### BRIEF
Repeat the listing verbatim. Drop any pictures.

### SUPPLIED MATERIAL
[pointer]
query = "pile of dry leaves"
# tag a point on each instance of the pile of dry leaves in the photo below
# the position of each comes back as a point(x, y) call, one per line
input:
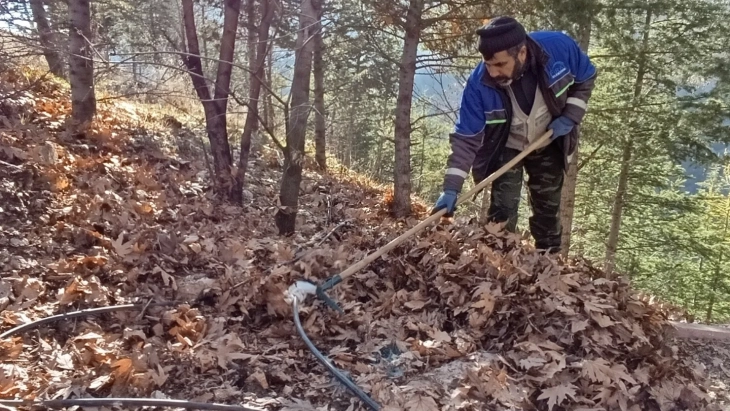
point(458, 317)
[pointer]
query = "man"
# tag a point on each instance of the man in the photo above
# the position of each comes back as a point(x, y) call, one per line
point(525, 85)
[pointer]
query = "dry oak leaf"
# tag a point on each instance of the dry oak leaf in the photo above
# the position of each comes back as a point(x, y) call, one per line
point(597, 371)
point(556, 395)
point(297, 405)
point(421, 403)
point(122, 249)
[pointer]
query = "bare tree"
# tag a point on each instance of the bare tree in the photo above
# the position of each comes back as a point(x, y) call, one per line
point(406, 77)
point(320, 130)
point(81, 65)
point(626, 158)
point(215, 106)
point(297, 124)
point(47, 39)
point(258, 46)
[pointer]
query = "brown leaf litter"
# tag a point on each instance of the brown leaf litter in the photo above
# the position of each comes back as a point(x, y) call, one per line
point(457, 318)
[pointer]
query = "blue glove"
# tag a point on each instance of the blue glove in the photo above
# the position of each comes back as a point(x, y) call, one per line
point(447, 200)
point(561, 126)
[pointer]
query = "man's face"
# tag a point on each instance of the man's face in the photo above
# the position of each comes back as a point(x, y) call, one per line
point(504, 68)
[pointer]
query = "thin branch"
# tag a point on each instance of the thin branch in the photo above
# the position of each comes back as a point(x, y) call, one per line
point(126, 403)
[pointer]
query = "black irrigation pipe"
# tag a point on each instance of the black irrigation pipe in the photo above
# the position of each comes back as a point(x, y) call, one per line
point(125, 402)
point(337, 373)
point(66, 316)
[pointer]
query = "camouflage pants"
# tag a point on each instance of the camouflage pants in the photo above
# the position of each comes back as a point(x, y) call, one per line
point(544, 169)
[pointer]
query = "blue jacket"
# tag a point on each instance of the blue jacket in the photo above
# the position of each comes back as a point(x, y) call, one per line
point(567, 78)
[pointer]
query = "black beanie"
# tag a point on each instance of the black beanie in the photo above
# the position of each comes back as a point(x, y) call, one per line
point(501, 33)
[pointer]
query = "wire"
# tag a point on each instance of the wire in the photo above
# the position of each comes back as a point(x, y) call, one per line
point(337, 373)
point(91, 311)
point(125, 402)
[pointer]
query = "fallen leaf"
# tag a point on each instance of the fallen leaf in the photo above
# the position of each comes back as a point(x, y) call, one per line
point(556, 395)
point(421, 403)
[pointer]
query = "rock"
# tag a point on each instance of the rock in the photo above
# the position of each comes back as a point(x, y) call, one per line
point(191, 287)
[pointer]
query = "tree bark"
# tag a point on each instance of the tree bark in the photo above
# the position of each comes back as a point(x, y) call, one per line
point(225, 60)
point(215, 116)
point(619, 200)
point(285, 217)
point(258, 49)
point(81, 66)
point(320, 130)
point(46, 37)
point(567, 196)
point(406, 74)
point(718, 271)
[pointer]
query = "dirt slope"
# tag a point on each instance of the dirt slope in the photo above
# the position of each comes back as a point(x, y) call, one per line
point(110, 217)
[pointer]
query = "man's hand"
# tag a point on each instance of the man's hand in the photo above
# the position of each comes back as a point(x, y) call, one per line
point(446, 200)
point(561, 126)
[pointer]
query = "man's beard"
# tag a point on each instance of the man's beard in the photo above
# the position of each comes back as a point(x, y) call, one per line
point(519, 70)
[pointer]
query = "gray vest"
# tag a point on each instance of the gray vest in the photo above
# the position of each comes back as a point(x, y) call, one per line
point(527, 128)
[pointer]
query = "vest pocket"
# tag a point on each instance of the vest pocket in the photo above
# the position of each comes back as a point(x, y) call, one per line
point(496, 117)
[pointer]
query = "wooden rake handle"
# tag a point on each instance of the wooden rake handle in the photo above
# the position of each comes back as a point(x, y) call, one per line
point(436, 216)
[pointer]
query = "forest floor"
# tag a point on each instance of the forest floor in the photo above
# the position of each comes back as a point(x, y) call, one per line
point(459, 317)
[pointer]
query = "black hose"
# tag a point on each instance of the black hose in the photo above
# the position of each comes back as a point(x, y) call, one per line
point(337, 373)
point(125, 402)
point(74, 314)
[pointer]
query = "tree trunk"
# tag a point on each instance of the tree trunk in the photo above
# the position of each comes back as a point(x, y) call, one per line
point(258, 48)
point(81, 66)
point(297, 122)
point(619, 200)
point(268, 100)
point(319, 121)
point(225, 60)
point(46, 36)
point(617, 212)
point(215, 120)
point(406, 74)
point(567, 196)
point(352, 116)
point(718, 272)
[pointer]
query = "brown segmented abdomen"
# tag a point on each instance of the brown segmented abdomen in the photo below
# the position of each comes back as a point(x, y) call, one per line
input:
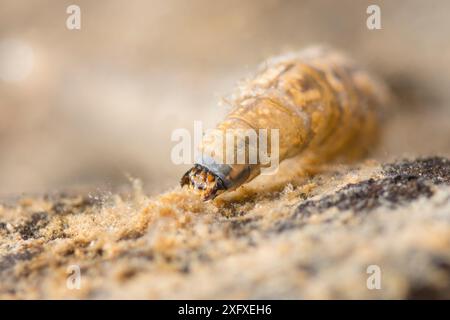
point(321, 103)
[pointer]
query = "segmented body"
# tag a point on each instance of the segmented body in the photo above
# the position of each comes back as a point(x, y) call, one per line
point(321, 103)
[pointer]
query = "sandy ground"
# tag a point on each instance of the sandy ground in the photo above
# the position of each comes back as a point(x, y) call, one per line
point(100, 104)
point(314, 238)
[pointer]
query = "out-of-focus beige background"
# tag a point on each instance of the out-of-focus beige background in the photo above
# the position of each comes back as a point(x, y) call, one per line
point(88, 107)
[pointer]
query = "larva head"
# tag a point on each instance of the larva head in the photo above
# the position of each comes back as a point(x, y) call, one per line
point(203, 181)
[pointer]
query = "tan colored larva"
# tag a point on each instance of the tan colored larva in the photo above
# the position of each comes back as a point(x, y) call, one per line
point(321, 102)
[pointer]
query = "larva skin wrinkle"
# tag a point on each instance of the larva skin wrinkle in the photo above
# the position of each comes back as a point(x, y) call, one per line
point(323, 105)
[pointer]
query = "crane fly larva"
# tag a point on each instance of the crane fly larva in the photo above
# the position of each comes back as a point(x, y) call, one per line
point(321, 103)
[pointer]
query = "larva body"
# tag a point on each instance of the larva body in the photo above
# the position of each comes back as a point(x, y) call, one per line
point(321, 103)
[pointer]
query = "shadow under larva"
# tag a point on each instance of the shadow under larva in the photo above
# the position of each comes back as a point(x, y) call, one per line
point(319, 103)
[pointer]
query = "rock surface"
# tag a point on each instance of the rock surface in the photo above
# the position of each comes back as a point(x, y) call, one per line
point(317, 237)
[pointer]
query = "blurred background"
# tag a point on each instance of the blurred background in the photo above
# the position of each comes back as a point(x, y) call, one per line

### EXPECTED ANSWER
[pointer]
query = "pile of dry leaves"
# tag a point on each instance of the pile of dry leaves in the photo below
# the position of each comes back as a point(x, y) call, one per line
input:
point(458, 317)
[pointer]
query = "man"
# tag a point on each instance of the man in the photo above
# the position of each comes back as a point(x, y) call, one per line
point(525, 85)
[pointer]
query = "dry oak leaf"
# tag a point on each instance of the dry oak leaf in the photo above
# the position of each comes back as a point(x, y) call, one per line
point(597, 371)
point(556, 395)
point(297, 405)
point(421, 403)
point(122, 249)
[pointer]
query = "bare tree"
# tag a point on each instance of the bare tree in the photo above
# the position of each comes back as a point(x, y) call, one per line
point(406, 77)
point(320, 130)
point(81, 65)
point(626, 158)
point(215, 106)
point(297, 124)
point(47, 39)
point(258, 46)
[pointer]
query = "brown leaf litter"
# tag a point on each instance of the brown leaf litter in the photo above
# the position of each comes back as a point(x, y) call, one per line
point(457, 318)
[pointer]
query = "blue glove"
# tag a point on each instance of the blue glove in the photo above
# the position of each comes back as a point(x, y) call, one per line
point(447, 200)
point(561, 126)
[pointer]
query = "man's face"
# tag a point on each instance of the man's face in the photo above
# the position of each comes back as a point(x, y) call, one per line
point(504, 68)
[pointer]
query = "thin branch"
# tag a point on each instance of the thin branch in the photo above
# the position of each comes back as a point(x, y) call, one per line
point(126, 403)
[pointer]
query = "black irrigation pipe"
# tag a point on each instance of the black irrigation pipe in the photo above
# the position of each comes back as a point(x, y) call, one per line
point(125, 402)
point(337, 373)
point(66, 316)
[pointer]
query = "camouflage pants"
# tag a point on each instance of the camouflage pants in the photo above
# the position of each comes back as a point(x, y) call, one per line
point(544, 169)
[pointer]
query = "blue jacket"
# tag a point on each instance of the blue jacket in the photo above
# the position of each comes back as a point(x, y) call, one per line
point(567, 78)
[pointer]
query = "black beanie"
# tag a point on each instance of the black beanie in the photo above
# the position of each comes back as a point(x, y) call, one per line
point(501, 33)
[pointer]
query = "wire"
# tag a point on each instance of the wire in the photo above
# the position of each comes back as a point(x, y) call, one per line
point(337, 373)
point(91, 311)
point(125, 402)
[pointer]
query = "fallen leaf"
# tag a point on each instance of the fallen leaf in the photo above
# the position of each comes back as a point(x, y) call, one per line
point(556, 395)
point(421, 403)
[pointer]
query = "rock"
# tag a point on each instance of the rock in the photo above
# the position of each comes back as a point(x, y) call, one per line
point(191, 287)
[pointer]
query = "tree bark"
# tag a point on each instance of the tree bark in the photo above
# the position of each comes back as a point(x, y) call, one per line
point(225, 60)
point(215, 116)
point(619, 200)
point(285, 217)
point(258, 49)
point(81, 66)
point(320, 130)
point(46, 37)
point(567, 196)
point(406, 74)
point(718, 271)
[pointer]
query = "dirt slope"
# tag a point on each instance of the dirt slope in the photo above
# the position of each comes back as a point(x, y) call, one per line
point(110, 217)
[pointer]
query = "man's hand"
# tag a point on each instance of the man's hand in the photo above
# the position of each comes back as a point(x, y) call, one per line
point(446, 200)
point(561, 126)
[pointer]
query = "man's beard"
# tag a point on each instance of the man's beard in the photo above
# the position of each comes back as a point(x, y) call, one per line
point(519, 70)
[pointer]
query = "gray vest"
# tag a point on each instance of the gray vest in the photo above
# the position of each comes back as a point(x, y) call, one per line
point(527, 128)
[pointer]
query = "vest pocket"
# tag a point on each instance of the vest pocket in the photo above
# the position of each comes back as a point(x, y) call, one per line
point(496, 117)
[pointer]
query = "wooden rake handle"
# tag a point on each instance of the wooden rake handle in the photo above
# the position of each comes back as a point(x, y) call, one per line
point(436, 216)
[pointer]
query = "forest floor"
# tag a point on each instance of the forest floor in the photo above
# the position of each comes back as a point(x, y) call, one per line
point(459, 317)
[pointer]
query = "black hose"
# tag a point on each instance of the black hose in the photo above
# the position of each comes back as a point(x, y) call, one per line
point(337, 373)
point(125, 402)
point(74, 314)
[pointer]
query = "tree trunk"
# tag a point on each instance of the tree trunk in the photo above
# the position of each comes back as a point(x, y) call, one per line
point(258, 48)
point(81, 66)
point(297, 122)
point(619, 200)
point(268, 100)
point(319, 121)
point(225, 60)
point(46, 36)
point(617, 212)
point(215, 120)
point(406, 74)
point(567, 196)
point(352, 116)
point(718, 272)
[pointer]
query = "brown segmented abdomen"
# tag a point on each instance of the brown segmented abdomen in the photo below
# the position of each comes back as a point(x, y) call, one per line
input:
point(321, 103)
[pointer]
query = "segmented body"
# tag a point on each instance of the segmented body in the photo above
# the position of each comes back as a point(x, y) call, one per line
point(321, 103)
[pointer]
query = "sandy ground"
# tag a point on each instance of the sandy ground in the photo above
# the position of each comes back as a point(x, y) call, one per line
point(100, 104)
point(314, 238)
[pointer]
query = "out-of-focus beige background"
# tag a point on each instance of the out-of-focus beige background in the photo above
# the position of each comes back as a point(x, y) call, one per line
point(88, 107)
[pointer]
query = "larva head"
# tag a point on each instance of the larva head in the photo above
# the position of each comes back as a point(x, y) call, one per line
point(203, 181)
[pointer]
query = "tan colored larva"
# tag a point on each instance of the tan colored larva in the photo above
# the position of each comes back as a point(x, y) call, one per line
point(321, 102)
[pointer]
query = "larva skin wrinkle"
# tag a point on each instance of the larva skin wrinkle in the photo above
# the position of each comes back as a point(x, y) call, one per line
point(323, 105)
[pointer]
query = "crane fly larva"
# tag a point on each instance of the crane fly larva in the photo above
# the position of each comes back as a point(x, y) call, one per line
point(321, 103)
[pointer]
query = "larva body"
# tag a point on each instance of the larva body in the photo above
# the position of each comes back as a point(x, y) call, one per line
point(321, 103)
[pointer]
query = "shadow under larva"
# tag a point on each instance of the shadow under larva in the photo above
# the position of each comes back as a point(x, y) call, one per line
point(319, 103)
[pointer]
query = "rock surface"
# tag a point on each instance of the rock surface in the photo above
# the position of each comes back as a point(x, y) call, one per line
point(317, 237)
[pointer]
query = "blurred background"
# tag a point on each instance of the blurred background in the photo above
# the position of each comes back as a point(x, y) call, one per line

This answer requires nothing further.